■ **指定課題 1**
提供テキストによると、ウェルネスウェンズデー協会は何年に、どの会社の中で設立されましたか。
■ **指定課題 2**
提供テキストで、ブランド「emmi」が扱っているとされる商品をすべて挙げてください。

■ **提供テキスト**

------------------------------

新しい生活様式の健やかな働き方と身体の動かし方を模索する特集「ワーク・スポーツ・ライフバランス」。今回は、「水曜日は健康と美容に向き合う日」を謳うウェルネスウェンズデー協会にスポットライトを当てます。

今回の、ワーク・スポーツ・ライフバランスな取り組みを行う団体は……
ウェルネスウェンズデー協会

協会の活動
・週1回、何かしらのスポーツを楽しむ成人を増やす
・まずは水曜日からスニーカーでの出勤者を増やす

今回ウェルネスウェンズデー協会について教えてくれるのは……

鈴木努(すずきつとむ)さん。一般社団法人ウェルネスウェンズデー協会 代表理事。株式会社マッシュスタイルラボ 執行役員 レディス営業本部 本部長。

※ウェルネスウェンズデー協会は、ファッションやビューティー、フード事業などを手掛ける株式会社マッシュホールディングスの中で2017年に設立されました。

女性が1番老けて見える水曜日

OYM:どのようなきっかけで「Wellness Wednesday(ウェルネスウェンズデー)」を始めたのでしょうか。

鈴木努さん:「水曜日の午後3時半、女性が1番老けて見える」という研究結果を見つけて、多くの企業が実施している水曜日のノー残業デーは理にかなってたんだなと思いました。 一方でノー残業デーに何をしてるのかなって考えた時、結局みんな飲みに行っちゃっている現状があって……だったら、そんな水曜日をリセットできる日に変えてみたいと思い、Wellness Wednesdayを考えたんです。

働く女性がもっとも老けて見えるのは水曜日の15時30分!?
イギリスの化粧品会社サントロフェが働く2000人の女性を対象に実施した調査で判明した。
「女性がもっとも老けて見える時間は、水曜日の午後3時30分」という2013年の調査結果が最近人気TVで放映され日本でも再び話題に。
wellnesswednesday.or.jp

OYM:ウェルネスウェンズデー協会は、ファッションやビューティー、カフェなどを運営する株式会社マッシュホールディングス(以下、マッシュ)の事業の一つと伺いました。 マッシュがウェルネスに力を入れる理由を教えてください。

鈴木:マッシュでは以前より「ウェルネスデザイン」をスローガンに掲げています。女性の24時間を幸せにサポートするために、アパレルからフードまで多岐にわたりブランドを展開しています。 その中で、ウェルネスな思考の女性を増やしたいという思いがあり、2015年には「emmi(エミ)」というブランドを立ち上げました。 ヨガやワークアウト用のスポーツウェアに加え、動きやすく伸縮性や速乾性などがある機能的な素材を使用したデイリーウェアや、スニーカーとのコーディネートを楽しめるワンピースなどを扱っています。 そういった経緯もあり、よりウェルネスな女性が世の中に増えていってほしいという思いから、Wellness Wednesdayという活動を始めました。

------------------------------

■ **提供情報**
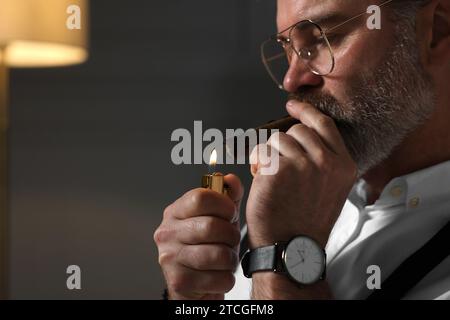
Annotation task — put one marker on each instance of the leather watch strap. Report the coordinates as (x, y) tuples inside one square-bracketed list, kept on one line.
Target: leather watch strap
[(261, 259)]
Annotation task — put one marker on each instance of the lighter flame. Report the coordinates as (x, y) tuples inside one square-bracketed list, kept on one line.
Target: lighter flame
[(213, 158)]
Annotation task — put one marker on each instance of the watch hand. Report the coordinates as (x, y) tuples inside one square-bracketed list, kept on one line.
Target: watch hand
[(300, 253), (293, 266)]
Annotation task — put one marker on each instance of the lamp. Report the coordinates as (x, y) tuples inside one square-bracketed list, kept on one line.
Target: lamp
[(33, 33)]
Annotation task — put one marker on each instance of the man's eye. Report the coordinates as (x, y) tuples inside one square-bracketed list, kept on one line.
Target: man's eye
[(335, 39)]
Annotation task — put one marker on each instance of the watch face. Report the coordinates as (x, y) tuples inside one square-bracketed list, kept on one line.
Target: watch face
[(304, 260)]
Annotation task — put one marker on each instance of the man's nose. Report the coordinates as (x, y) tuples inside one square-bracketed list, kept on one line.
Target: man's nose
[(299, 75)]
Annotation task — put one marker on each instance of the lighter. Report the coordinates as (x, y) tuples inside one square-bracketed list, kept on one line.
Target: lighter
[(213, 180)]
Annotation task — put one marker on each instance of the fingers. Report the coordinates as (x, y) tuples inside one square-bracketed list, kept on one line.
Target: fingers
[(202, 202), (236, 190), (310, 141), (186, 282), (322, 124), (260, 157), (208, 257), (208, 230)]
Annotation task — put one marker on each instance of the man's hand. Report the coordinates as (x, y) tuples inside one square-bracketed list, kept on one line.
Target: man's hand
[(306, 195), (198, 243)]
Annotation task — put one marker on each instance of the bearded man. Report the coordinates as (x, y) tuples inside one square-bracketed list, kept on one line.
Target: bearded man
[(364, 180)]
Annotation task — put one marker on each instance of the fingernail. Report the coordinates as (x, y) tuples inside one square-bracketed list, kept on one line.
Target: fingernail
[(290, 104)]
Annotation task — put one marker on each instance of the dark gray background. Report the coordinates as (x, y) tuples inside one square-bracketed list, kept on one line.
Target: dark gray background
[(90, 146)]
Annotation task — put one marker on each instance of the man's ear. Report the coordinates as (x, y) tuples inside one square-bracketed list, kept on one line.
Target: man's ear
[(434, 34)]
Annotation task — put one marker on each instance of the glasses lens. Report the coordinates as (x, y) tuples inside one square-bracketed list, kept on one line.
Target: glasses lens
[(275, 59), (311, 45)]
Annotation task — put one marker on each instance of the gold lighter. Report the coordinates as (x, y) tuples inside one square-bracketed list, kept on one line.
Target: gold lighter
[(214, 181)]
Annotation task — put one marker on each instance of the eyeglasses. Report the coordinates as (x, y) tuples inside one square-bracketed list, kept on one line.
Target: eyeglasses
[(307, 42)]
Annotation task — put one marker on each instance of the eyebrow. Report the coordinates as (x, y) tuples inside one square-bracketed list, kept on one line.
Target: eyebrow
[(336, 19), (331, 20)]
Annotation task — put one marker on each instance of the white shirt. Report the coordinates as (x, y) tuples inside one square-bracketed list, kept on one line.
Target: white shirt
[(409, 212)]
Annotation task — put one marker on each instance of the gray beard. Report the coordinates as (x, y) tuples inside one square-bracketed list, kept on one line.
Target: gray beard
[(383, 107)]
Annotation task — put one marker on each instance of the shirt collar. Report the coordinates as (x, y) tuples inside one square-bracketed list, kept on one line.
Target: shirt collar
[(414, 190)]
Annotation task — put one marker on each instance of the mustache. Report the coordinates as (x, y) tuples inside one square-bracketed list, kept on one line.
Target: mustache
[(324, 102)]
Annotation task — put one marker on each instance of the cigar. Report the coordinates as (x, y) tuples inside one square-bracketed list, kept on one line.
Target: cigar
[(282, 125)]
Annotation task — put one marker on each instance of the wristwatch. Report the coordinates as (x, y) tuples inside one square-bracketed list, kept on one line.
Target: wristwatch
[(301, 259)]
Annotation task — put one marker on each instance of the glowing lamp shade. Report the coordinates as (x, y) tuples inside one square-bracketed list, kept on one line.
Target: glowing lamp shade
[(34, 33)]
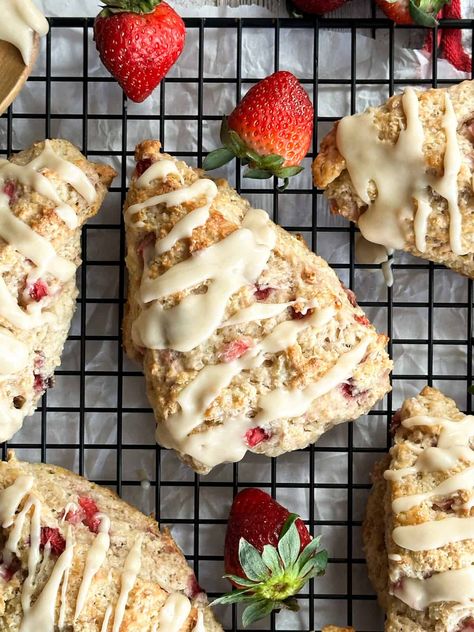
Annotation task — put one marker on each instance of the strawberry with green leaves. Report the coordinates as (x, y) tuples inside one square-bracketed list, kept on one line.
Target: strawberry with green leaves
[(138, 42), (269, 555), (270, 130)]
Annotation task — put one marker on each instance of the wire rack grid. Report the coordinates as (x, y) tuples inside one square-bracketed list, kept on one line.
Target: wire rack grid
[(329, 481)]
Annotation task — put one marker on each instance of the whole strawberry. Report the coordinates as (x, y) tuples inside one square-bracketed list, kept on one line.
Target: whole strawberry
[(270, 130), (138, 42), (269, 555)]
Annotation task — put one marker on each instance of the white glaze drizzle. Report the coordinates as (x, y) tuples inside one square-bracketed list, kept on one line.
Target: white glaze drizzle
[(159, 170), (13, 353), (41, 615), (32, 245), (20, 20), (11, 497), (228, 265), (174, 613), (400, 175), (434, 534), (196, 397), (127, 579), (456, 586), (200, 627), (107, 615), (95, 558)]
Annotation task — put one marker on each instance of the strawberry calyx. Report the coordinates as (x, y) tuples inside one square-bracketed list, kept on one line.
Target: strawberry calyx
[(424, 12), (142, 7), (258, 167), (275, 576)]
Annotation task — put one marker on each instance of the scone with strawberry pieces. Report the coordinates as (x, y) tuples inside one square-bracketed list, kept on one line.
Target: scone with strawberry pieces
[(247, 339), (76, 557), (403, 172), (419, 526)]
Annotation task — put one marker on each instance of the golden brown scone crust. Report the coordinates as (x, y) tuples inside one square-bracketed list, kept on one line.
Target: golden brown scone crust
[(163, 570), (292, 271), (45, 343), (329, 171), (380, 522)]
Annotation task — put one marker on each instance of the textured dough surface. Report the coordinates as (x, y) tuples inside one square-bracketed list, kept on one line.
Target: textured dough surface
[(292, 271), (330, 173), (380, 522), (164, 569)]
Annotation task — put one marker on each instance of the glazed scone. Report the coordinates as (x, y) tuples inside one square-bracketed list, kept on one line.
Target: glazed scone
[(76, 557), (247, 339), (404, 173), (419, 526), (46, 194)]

------------------------------

■ **解答例 1**
2017年に、株式会社マッシュホールディングスの中で設立されました。

■ **解答例 2**
・ヨガやワークアウト用のスポーツウェア
・動きやすく伸縮性や速乾性などがある機能的な素材を使用したデイリーウェア
・スニーカーとのコーディネートを楽しめるワンピース